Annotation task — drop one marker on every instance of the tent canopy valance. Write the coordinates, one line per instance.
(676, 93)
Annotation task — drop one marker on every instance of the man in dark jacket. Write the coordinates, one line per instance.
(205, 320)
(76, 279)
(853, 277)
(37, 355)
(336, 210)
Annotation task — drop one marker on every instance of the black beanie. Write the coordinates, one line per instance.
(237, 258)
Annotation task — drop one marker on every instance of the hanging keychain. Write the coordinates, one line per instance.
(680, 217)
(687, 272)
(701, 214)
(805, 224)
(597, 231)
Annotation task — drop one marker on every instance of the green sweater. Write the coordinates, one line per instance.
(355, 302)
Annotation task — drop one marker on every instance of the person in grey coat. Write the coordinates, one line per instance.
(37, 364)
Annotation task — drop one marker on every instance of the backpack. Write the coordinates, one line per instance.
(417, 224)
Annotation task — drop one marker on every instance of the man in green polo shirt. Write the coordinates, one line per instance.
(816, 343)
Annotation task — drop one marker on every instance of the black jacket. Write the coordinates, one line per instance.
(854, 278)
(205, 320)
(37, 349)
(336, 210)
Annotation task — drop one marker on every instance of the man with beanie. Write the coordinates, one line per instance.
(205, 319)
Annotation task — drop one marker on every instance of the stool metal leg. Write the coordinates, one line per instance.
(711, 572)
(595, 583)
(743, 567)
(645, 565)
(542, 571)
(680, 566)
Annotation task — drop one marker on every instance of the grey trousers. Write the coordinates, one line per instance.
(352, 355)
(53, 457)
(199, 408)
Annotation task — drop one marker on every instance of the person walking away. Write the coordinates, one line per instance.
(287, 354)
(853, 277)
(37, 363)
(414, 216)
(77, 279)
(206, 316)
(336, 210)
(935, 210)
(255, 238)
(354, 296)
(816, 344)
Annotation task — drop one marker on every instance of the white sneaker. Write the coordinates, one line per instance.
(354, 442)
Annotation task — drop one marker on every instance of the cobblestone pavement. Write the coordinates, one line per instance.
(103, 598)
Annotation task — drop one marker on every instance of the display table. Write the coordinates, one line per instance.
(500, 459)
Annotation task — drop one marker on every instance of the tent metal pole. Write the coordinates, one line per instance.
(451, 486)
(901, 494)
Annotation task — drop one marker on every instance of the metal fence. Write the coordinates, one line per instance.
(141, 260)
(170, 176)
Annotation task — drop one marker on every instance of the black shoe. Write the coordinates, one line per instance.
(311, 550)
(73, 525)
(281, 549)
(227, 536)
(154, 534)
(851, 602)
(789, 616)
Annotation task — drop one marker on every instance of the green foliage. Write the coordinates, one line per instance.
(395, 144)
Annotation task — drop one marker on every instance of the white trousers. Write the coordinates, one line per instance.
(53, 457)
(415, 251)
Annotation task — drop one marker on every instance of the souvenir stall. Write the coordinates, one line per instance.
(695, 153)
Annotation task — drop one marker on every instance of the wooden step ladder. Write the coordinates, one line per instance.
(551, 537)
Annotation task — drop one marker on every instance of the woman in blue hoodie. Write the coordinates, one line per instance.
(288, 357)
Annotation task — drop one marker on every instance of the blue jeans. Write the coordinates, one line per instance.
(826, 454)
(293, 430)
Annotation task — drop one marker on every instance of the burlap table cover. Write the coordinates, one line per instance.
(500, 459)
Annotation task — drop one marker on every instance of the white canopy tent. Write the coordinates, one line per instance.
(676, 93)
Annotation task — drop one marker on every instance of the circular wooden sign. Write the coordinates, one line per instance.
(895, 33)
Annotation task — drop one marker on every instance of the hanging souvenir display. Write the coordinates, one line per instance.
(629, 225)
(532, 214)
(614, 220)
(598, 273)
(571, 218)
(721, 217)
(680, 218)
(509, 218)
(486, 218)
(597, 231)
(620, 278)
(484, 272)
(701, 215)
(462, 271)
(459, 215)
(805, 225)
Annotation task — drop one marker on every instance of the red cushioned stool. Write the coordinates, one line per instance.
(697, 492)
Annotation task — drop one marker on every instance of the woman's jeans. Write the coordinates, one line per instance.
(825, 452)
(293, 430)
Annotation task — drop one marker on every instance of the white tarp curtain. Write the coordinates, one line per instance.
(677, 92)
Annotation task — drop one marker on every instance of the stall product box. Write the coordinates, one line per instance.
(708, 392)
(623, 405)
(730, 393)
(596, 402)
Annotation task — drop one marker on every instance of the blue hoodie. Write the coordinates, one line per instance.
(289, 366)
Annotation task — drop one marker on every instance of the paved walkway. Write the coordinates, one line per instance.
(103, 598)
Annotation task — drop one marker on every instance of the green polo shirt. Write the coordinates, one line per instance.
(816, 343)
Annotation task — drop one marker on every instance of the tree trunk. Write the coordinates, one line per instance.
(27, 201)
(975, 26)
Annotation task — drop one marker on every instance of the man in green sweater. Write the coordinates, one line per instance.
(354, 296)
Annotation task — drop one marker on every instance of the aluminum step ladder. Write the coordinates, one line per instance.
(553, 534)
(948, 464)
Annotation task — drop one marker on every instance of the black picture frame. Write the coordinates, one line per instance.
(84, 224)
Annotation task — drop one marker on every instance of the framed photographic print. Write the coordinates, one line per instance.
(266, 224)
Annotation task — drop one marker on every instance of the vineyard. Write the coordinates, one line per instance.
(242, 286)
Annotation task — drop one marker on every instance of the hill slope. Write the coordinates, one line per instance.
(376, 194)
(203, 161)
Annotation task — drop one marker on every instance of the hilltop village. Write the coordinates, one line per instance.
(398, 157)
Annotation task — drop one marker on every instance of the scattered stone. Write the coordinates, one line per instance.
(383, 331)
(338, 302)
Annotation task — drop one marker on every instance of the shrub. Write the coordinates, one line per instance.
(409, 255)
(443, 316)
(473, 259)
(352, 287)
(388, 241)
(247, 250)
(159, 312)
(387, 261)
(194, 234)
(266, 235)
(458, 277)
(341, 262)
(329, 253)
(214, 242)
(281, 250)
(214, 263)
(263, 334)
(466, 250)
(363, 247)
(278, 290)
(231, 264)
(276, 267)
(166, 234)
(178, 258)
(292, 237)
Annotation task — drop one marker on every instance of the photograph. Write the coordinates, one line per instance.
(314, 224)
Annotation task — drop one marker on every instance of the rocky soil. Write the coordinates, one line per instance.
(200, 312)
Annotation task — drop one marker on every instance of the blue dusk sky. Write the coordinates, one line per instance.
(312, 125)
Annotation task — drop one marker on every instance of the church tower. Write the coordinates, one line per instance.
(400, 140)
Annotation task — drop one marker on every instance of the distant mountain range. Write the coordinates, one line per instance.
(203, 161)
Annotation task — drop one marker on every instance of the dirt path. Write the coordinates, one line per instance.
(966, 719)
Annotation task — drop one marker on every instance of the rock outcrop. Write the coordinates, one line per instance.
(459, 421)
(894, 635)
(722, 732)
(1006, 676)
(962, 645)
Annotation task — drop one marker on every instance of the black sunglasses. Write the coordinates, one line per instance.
────────────────────
(INSTRUCTIONS FOR THE TASK): Copy the records above. Keep every word as it is.

(RESPONSE TO THE TASK):
Annotation task — drop one marker on every instance of the tent canopy valance. Write the coordinates, one line per instance.
(676, 93)
Annotation task — drop one marker on every instance of the man in dark jacket. Write the coordinates, one line per instance.
(205, 320)
(76, 279)
(853, 277)
(37, 355)
(336, 210)
Annotation task — drop one marker on every instance of the black beanie. Write the coordinates, one line per instance.
(237, 258)
Annotation task — drop one marker on every instance of the hanging keychain. Write the coordinates, one line per instance.
(680, 217)
(687, 272)
(701, 214)
(805, 224)
(597, 231)
Annotation task — drop one marker on every instance of the green sweater. Write the coordinates, one line per instance.
(355, 302)
Annotation task — drop one marker on every instance of the person in grey coat. Write the coordinates, one line per instance.
(37, 364)
Annotation task — drop one marker on every instance of the backpack. Write the coordinates, one line per instance.
(417, 224)
Annotation task — drop one marker on every instance of the man in green polo shirt. Write the coordinates, one line per instance.
(816, 343)
Annotation task — drop one marker on every instance of the black jacket. Write the coordinates, one line per instance.
(854, 278)
(205, 320)
(37, 349)
(336, 210)
Annotation task — drop one marker on every instance of the man with beanie. Write the coordinates, one line per instance.
(205, 319)
Annotation task — drop one marker on every instance of the stool metal leg. Write the coordinates, one line per instance.
(711, 572)
(595, 583)
(743, 567)
(645, 565)
(542, 571)
(680, 566)
Annotation task — drop one marker on every instance of the grey trousers. Write the coordinates, one line per instance.
(352, 355)
(53, 457)
(199, 408)
Annotation task — drop one marker on every instance of the person walking away. Write the coordinates, one line per instance.
(287, 354)
(853, 277)
(37, 363)
(414, 216)
(77, 279)
(206, 316)
(336, 210)
(935, 210)
(255, 238)
(354, 296)
(816, 344)
Annotation task — drop one marker on every instance of the white sneaker. Write the coordinates, one line per instance.
(354, 442)
Annotation task — drop one marker on every instance of the cobblestone pavement. Write the coordinates, one line per instance.
(103, 598)
Annotation task — drop one marker on every instance of the display table. Write the coordinates, one line per instance.
(500, 459)
Annotation task — drop one marker on every instance of the tent metal pole. Write the coordinates, one line per instance.
(451, 486)
(901, 494)
Annotation task — drop one marker on every instance of the metal fence. Write the coordinates, one line per instance.
(141, 260)
(170, 176)
Annotation task — drop one marker on every instance of the black shoe. Write the coordinates, one line per instance.
(311, 550)
(73, 525)
(281, 549)
(227, 536)
(154, 534)
(851, 602)
(789, 616)
Annotation task — drop one marker on every instance of the green foliage. Write the coordinates, one line per instance.
(395, 144)
Annotation task — drop one marker on every instance of the white trousers. Write the coordinates, one line per instance.
(53, 457)
(415, 251)
Annotation task — drop one marker on every instance of the souvenir stall. Write the coordinates, one line per instance.
(695, 153)
Annotation task — drop one marker on every instance of the wooden step ladder. Write the coordinates, one line per instance.
(551, 537)
Annotation task — drop one marker on every instance of the woman in blue hoodie. Write the coordinates, one line per instance.
(288, 357)
Annotation task — drop one marker on every instance of the blue jeans. Write the coordinates, one line per instance.
(826, 454)
(293, 430)
Annotation task — drop one marker on every instance of the burlap table cover. Write the coordinates, one line per instance.
(500, 459)
Annotation task — drop one marker on every instance of the white canopy tent. Write the coordinates, one line per instance.
(676, 93)
Annotation task — drop one marker on every instance of the circular wooden sign. Write the coordinates, one line per instance.
(895, 33)
Annotation task — drop one marker on every instance of the hanging souvenir display. Write the coordinates, one line per instance.
(629, 225)
(532, 214)
(614, 220)
(598, 273)
(571, 218)
(721, 217)
(680, 218)
(509, 218)
(486, 218)
(597, 231)
(620, 278)
(484, 272)
(701, 215)
(462, 271)
(459, 215)
(805, 225)
Annotation task — drop one marker on every instance of the red cushioned stool. Write the coordinates, one line per instance.
(697, 492)
Annotation task — drop one marker on every instance of the woman's jeans. Write the coordinates, one line per instance.
(825, 452)
(293, 430)
Annotation task — drop one marker on every instance of the white tarp curtain. Write the coordinates, one line per instance.
(677, 92)
Annotation task — drop one marker on every instance of the stall product box. Write the coordinates, one line per instance.
(708, 392)
(623, 405)
(730, 393)
(596, 402)
Annotation task — drop one marker on every instance of the blue hoodie. Write the coordinates, one line per instance.
(289, 366)
Annotation task — drop one marker on every instance of the paved walkway. Write the coordinates, one line per instance.
(103, 598)
Annotation task — drop one marker on every instance of the green polo shirt. Write the coordinates, one line per instance.
(816, 343)
Annotation task — drop one marker on every instance of the tree trunk. Write the coordinates, one line per instance.
(27, 201)
(975, 26)
Annotation task — drop one marker on every instance of the man in green sweater. Write the coordinates, one line per instance.
(354, 296)
Annotation task — drop one marker on every instance of the aluminum step ladder. Write the coordinates, one line per instance.
(553, 534)
(948, 464)
Annotation task — drop one marker on every instance of the black picture frame. Write the coordinates, one line per instance.
(84, 224)
Annotation task — drop one marker on every instance of the framed photographic print. Write the coordinates, one line per instance.
(266, 224)
Annotation task — drop one marker on every instance of the vineyard. Write the coordinates, one line per instance.
(242, 286)
Annotation task — drop one marker on every instance of the hill slope. Write the coordinates, one line per instance.
(376, 194)
(203, 161)
Annotation task — drop one marker on every instance of the hilltop village. Write the coordinates, one line per instance.
(398, 157)
Annotation task — drop one marker on every instance of the scattered stone. Write the coordinates, one line per instance.
(383, 331)
(338, 302)
Annotation task — drop one marker on every instance of the shrub. Write the coordinates, one line per instance.
(409, 255)
(443, 316)
(473, 259)
(352, 287)
(388, 241)
(247, 250)
(159, 312)
(387, 261)
(194, 234)
(266, 235)
(458, 277)
(341, 262)
(329, 253)
(214, 242)
(281, 250)
(214, 263)
(263, 334)
(466, 250)
(363, 247)
(278, 290)
(231, 264)
(276, 267)
(166, 234)
(178, 258)
(292, 237)
Annotation task — drop one marker on every instance of the photograph. Write the coordinates, one line per instance.
(314, 224)
Annotation task — drop one marker on every instance of the rocky soil. Write the coordinates, one line per instance.
(200, 312)
Annotation task — drop one marker on every instance of the blue dusk sky. Write the coordinates, one line per instance.
(312, 125)
Annotation task — drop one marker on every instance of the church tower. Write the coordinates, one line per instance.
(400, 140)
Annotation task — drop one marker on every instance of the distant mountain range. Write the coordinates, one line per instance.
(203, 161)
Annotation task — drop one marker on every instance of the dirt path. Write the coordinates, one line per instance.
(966, 719)
Annotation task — drop one marker on every instance of the rock outcrop. Write the coordinates, one line per instance.
(459, 421)
(894, 635)
(722, 732)
(1006, 676)
(962, 645)
Annotation task — drop one marker on every instance of the black sunglasses. Write the coordinates, one line per instance.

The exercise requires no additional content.